__AUSGANGSTEXT__
--------

„Du musst nicht wegwerfen ...“

Pastorin Silke Appelkamp-KragtFOTO: PRIVAT
Ich steh voll auf diese Repair Cafés. Circa 1750 gibt es inzwischen in Deutschland. In meinem Ort gehört zum Repair Café eine Frau, die näht Dir ein Loch in deinem Wollpullover so zu, dass du die Stelle, wo das Loch war, nicht wiederfindest. Ich bin begeistert. Toaster, Nähmaschinen, Computer, Handys, Wollklamotten… kannst du alles hinbringen. Männer und Frauen wissen dort Rat. Aber das Beste ist für mich: Du musst nicht wegwerfen, was eine Delle, ein Loch, einen Kabelbruch oder sonst eine Einschränkung hat. Dein Klodeckel oder deine Uhr werden wiederhergestellt, (lateinisch: repariert) und sind weiterhin voll funktionsfähig.

--------

Gespeicherte Daten

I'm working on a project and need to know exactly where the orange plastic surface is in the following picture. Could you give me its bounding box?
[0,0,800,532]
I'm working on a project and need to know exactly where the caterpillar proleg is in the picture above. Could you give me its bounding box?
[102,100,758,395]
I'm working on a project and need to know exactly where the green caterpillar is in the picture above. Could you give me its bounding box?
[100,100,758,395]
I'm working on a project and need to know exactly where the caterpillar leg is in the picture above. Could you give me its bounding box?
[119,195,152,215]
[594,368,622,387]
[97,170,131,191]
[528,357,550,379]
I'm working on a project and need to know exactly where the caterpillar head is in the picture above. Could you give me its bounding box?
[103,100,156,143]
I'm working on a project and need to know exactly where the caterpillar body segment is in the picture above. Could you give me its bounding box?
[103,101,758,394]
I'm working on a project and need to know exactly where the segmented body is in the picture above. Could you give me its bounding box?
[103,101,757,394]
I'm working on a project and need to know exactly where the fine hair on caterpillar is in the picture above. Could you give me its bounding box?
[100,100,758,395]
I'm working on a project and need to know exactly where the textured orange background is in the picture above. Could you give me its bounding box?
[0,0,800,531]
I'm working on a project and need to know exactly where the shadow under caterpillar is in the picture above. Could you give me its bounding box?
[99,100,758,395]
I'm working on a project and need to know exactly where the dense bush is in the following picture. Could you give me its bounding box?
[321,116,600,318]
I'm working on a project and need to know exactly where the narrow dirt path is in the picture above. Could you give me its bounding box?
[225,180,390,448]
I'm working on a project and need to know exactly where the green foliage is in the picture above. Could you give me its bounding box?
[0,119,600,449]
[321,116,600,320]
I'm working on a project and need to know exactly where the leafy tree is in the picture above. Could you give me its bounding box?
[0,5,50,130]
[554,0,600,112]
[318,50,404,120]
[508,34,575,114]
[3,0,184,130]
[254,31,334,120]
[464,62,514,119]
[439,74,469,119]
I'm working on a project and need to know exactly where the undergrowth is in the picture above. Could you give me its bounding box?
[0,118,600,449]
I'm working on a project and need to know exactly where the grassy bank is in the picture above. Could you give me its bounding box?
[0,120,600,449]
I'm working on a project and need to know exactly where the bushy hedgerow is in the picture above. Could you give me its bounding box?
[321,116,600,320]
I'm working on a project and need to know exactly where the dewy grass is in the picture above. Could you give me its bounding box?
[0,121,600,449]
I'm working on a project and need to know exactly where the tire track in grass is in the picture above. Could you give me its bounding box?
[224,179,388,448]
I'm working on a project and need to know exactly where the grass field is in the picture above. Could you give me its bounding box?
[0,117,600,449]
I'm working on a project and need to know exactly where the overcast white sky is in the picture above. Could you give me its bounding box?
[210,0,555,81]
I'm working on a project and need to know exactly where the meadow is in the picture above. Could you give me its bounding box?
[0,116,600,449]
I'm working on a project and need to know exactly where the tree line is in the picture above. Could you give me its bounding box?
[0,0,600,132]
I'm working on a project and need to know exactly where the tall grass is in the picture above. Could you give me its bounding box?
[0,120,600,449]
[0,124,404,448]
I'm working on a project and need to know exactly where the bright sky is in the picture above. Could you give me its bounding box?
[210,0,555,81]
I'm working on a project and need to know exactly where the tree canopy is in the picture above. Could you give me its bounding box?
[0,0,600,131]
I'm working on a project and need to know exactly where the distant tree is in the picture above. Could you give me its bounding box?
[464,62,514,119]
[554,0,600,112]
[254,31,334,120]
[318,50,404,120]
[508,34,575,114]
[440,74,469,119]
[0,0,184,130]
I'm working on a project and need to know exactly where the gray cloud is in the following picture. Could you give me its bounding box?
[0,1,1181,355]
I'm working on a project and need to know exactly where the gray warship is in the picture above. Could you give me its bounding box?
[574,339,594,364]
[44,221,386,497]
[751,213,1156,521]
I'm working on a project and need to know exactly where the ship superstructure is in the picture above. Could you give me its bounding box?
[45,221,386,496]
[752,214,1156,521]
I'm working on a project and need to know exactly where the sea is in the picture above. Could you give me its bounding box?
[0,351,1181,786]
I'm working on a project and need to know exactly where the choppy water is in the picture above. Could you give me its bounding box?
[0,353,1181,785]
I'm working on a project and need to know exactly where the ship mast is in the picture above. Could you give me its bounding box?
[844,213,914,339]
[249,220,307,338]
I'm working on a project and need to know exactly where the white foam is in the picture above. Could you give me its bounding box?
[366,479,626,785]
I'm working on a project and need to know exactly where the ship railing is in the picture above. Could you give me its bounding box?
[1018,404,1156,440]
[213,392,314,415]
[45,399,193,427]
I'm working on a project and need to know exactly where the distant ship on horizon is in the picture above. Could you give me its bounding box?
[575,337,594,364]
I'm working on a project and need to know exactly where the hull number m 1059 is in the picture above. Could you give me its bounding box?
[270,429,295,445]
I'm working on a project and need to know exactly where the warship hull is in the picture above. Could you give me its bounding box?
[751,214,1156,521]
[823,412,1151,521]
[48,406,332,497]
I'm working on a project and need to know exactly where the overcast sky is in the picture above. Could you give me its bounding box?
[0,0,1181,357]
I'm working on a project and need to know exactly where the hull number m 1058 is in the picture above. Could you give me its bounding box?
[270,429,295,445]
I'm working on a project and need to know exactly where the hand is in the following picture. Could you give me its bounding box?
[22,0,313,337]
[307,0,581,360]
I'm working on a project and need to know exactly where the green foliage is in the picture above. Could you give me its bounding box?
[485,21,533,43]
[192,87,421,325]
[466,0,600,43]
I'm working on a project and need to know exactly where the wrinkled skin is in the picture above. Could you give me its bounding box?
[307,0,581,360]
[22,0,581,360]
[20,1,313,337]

--------

__AUFGABEN__
1. Wie viele Repair Cafés gibt es laut dem Text über Repair Cafés inzwischen in Deutschland?
2. Schreiben Sie aus den Einträgen alle Zeilen ab, beginnend mit der Zeile, die „where the hand“ enthält, bis zum Ende der Einträge, beide Enden eingeschlossen.

__LÖSUNGEN__
1. Circa 1750.

2.
I'm working on a project and need to know exactly where the hand is in the following picture. Could you give me its bounding box?
[22,0,313,337]
[307,0,581,360]
I'm working on a project and need to know exactly where the green foliage is in the picture above. Could you give me its bounding box?
[485,21,533,43]
[192,87,421,325]
[466,0,600,43]
I'm working on a project and need to know exactly where the wrinkled skin is in the picture above. Could you give me its bounding box?
[307,0,581,360]
[22,0,581,360]
[20,1,313,337]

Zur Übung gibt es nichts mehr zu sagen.